Request: Arrange the rows below as a numbered list, leaving out blank lines, starting with the line containing "Task: point out the patch" and going on through the line containing "[[637, 433]]". List only those lines.

Entries from a point annotation set:
- - - - - - -
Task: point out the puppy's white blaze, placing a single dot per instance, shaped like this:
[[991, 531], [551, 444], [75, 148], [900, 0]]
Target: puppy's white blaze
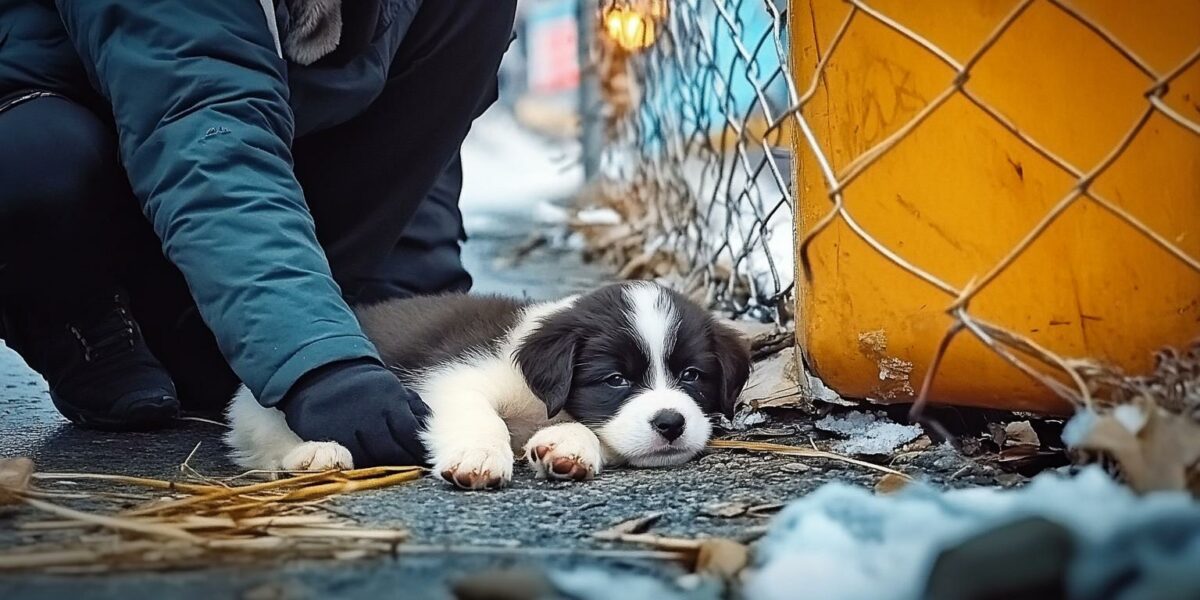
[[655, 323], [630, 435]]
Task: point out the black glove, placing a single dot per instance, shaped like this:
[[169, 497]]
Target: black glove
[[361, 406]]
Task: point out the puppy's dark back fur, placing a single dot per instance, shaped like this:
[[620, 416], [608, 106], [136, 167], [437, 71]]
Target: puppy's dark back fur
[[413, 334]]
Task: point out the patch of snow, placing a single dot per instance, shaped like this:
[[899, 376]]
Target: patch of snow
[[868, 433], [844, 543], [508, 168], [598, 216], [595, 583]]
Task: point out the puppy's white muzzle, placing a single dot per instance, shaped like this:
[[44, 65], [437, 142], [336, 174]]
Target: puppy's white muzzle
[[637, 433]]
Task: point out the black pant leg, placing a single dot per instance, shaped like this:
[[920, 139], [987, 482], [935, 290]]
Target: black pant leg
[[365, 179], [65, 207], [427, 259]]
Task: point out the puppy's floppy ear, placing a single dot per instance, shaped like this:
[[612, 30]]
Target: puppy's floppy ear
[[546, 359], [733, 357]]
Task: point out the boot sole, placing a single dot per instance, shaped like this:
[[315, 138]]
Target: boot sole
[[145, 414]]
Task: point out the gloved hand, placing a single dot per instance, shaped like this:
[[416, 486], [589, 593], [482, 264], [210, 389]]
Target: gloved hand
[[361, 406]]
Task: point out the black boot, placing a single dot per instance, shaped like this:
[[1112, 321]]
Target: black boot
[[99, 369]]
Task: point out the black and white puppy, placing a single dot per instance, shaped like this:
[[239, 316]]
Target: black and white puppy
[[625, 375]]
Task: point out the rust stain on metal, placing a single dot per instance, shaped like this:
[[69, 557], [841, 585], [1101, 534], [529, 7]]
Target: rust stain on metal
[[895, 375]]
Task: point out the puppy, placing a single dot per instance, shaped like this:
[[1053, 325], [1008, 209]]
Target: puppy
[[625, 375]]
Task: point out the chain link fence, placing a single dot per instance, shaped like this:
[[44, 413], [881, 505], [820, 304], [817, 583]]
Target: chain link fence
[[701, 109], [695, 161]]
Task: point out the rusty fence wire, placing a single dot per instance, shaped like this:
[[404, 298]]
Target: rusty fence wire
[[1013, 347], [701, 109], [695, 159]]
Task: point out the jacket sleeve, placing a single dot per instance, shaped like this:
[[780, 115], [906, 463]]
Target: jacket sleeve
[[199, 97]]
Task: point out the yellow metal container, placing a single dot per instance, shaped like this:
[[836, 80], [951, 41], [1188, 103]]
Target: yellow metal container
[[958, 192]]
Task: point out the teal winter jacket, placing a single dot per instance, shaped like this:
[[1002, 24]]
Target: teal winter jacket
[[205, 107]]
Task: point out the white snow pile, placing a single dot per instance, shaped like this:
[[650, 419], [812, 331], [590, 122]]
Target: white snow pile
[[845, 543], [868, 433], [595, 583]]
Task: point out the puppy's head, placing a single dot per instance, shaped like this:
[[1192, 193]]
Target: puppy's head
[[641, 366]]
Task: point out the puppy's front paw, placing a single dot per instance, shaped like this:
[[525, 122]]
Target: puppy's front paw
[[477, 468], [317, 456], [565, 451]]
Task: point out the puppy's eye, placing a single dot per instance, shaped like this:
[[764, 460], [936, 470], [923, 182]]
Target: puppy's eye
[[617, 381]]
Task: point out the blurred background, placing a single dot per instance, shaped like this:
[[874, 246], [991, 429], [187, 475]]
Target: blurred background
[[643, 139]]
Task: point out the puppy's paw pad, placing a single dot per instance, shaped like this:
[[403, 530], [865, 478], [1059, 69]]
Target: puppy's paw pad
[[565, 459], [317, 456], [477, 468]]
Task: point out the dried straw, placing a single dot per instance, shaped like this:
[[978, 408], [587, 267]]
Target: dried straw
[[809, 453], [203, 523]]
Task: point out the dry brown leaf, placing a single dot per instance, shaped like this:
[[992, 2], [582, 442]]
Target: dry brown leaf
- - - - - - -
Exercise answer:
1. Task: point out the patch of snow, placing a single dot per instance, shaped like this:
2. [[899, 376]]
3. Target: patch of snow
4. [[868, 433], [844, 543], [508, 168], [598, 216], [595, 583]]
5. Task: point out the puppy's white muzzle, placing a single dot per instance, shaped like this:
6. [[44, 65], [437, 142], [336, 174]]
7. Target: puppy's white muzzle
8. [[637, 433]]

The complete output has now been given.